Re: recommandations for a home Gigabit switch



Jerry McBride wrote:
John-Paul Stewart wrote:

General Schvantzkoph wrote:
On Sat, 19 May 2007 12:12:46 -0700, neuneudr wrote:

Hi again,

I'm looking for a relatively cheap Gigabit switch for my home network.
[snip]
So basically all I need is a switch, preferably with 16 ports (I've got
several PCs and two network printers). I'm on a budget and although I'm
usually not a huge Dell fan (I have one LCD from Dell bought 4 years ago
and that's it), I was thinking of this :

99 Euros (around $130 USD) : PowerConnect 2716

http://www1.euro.dell.com/content/products/productdetails.aspx/
pwcnt_2716?c=uk&l=en&s=bsd&cs=ukbsdt1
I think it's manufactured by HP.
[snip]
I've got a couple of 8 port Netgears and an 8 port Dlink, they work fine.
I see that the Netgears are available for less than $50 on Newegg, there
is a Dlink for $40.
I, too, use an 8 port D-Link gigabit switch. It was quite cheap when I
bought it 4 years ago. It's adequate, but that's about all I can say
about it. It doesn't support jumbo frames and doesn't have any sort of
management features whatsoever. If I were to purchase another GigE
switch, even for home use, I'd definitely want it to support jumbo
frames. The Dell unit mentioned by the OP does, and appears to have at
least some management features too. Personally, I'd tend to favour the
Dell for those reasons over the cheap D-Link that I currently use.

• [Record excerpts]:

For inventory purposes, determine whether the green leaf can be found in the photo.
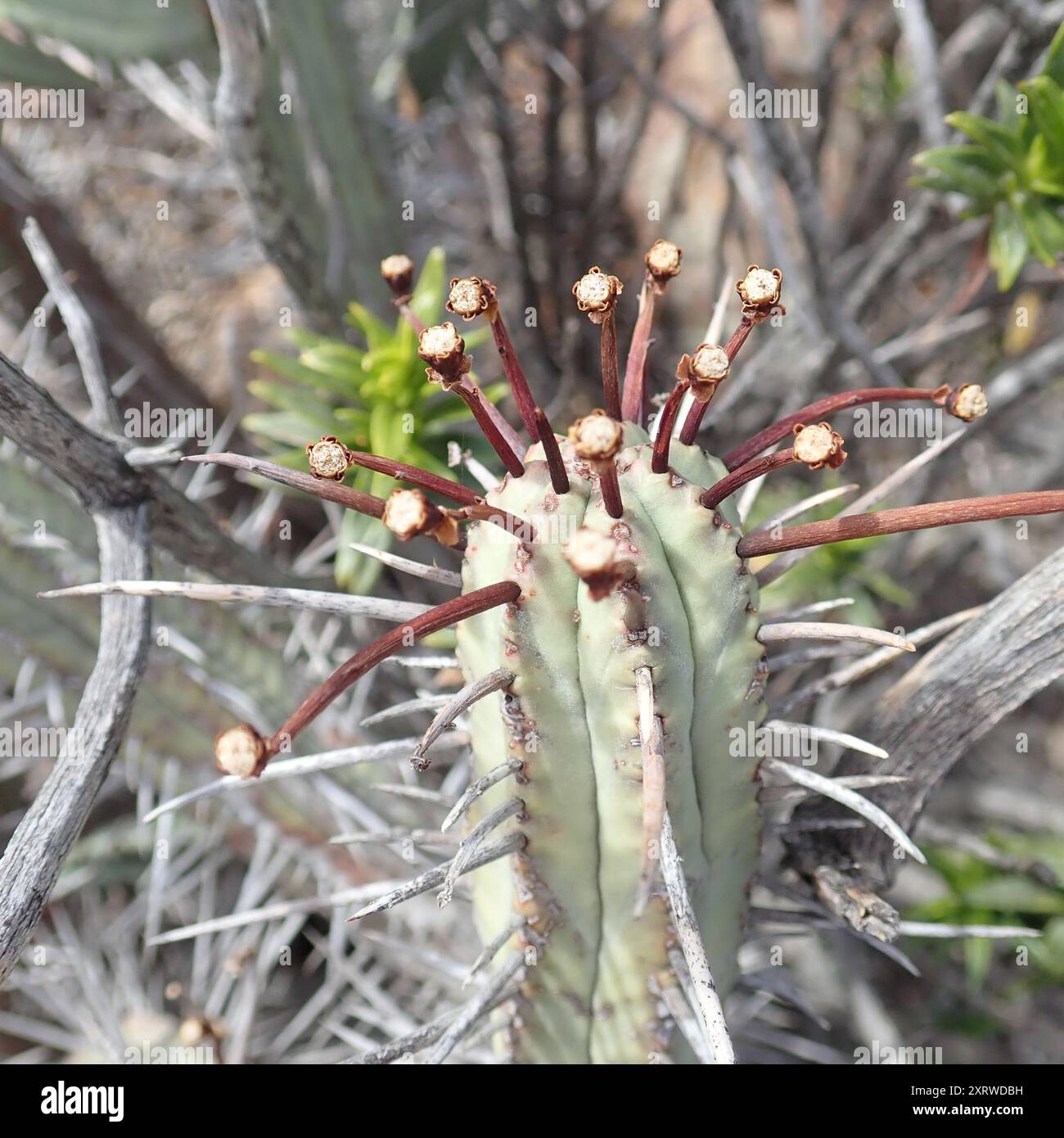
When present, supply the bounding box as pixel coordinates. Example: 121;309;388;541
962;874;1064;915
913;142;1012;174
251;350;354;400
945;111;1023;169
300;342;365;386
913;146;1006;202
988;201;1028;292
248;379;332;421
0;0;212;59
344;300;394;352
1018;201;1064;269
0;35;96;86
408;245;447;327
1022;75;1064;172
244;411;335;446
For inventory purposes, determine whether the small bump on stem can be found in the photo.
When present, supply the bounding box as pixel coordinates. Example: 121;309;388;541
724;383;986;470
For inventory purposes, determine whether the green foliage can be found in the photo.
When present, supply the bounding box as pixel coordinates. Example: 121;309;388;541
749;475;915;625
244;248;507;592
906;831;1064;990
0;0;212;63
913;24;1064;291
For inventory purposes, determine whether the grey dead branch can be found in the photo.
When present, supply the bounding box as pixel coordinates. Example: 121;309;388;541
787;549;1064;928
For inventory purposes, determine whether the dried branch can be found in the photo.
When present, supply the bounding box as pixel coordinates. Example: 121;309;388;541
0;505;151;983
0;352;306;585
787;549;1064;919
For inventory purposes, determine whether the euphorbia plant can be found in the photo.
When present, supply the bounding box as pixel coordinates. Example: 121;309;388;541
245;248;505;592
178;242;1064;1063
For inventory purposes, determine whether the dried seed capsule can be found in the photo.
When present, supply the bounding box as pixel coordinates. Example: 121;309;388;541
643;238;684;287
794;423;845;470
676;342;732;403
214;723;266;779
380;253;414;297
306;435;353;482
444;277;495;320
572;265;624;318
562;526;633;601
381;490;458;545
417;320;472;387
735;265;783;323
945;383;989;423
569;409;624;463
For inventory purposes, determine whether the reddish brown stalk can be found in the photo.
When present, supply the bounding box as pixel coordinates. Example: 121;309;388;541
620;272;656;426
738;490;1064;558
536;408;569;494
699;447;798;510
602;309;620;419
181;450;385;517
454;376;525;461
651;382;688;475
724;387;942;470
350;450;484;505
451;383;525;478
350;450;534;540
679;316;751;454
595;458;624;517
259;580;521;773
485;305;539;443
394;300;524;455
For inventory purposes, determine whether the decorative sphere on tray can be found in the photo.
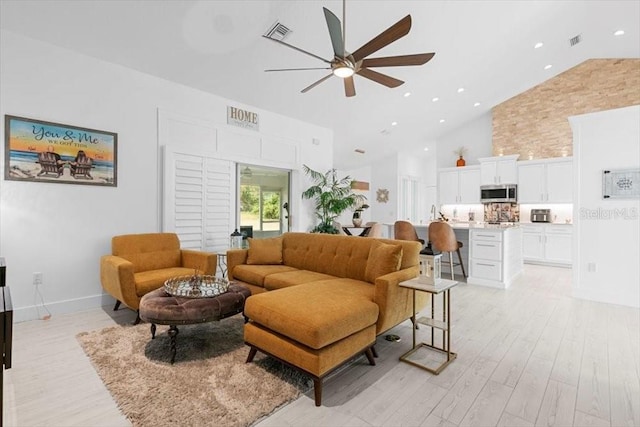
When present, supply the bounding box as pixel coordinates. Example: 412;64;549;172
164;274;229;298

• [Set task]: Write what comes next in the newsgroup thread about choosing a home Gigabit switch, starting after its final sentence. The rows are separate material, unrelated to the discussion of home Gigabit switches.

• [Solved problem]:
Just curious... John-Paul... but how much performance boost would you expect
with being able to setup for jumbo frames? Something like that would
require nics that support jumbos also... Sounds a bit expensive, but if the
performance increase is great enough, maybe it'd be worth the cost.

My NICs (nice Intel ones) already support jumbo frames, so the cost of upgrading isn't that big a deal (new switch only).

Why I'm interested is that I see 25-100% CPU usage on a 1.0 GHz P-III system that I use as a file server, when transferring files over NFS or FTP. According to 'top' most of that is 'system' time which I presume means it is largely time that the CPU is spending servicing interrupts from the NIC. (This level of CPU usage does not happen when transferring files locally, so I do believe it to be network-related rather than disk-related.) Transfer rate is around 10-12 MB/sec with files on the order of 100 MB and drops even further to <2 MB/sec on multi-gigabyte files while the load average goes through the roof.

From what I've read, jumbo frames would help a lot with this situation.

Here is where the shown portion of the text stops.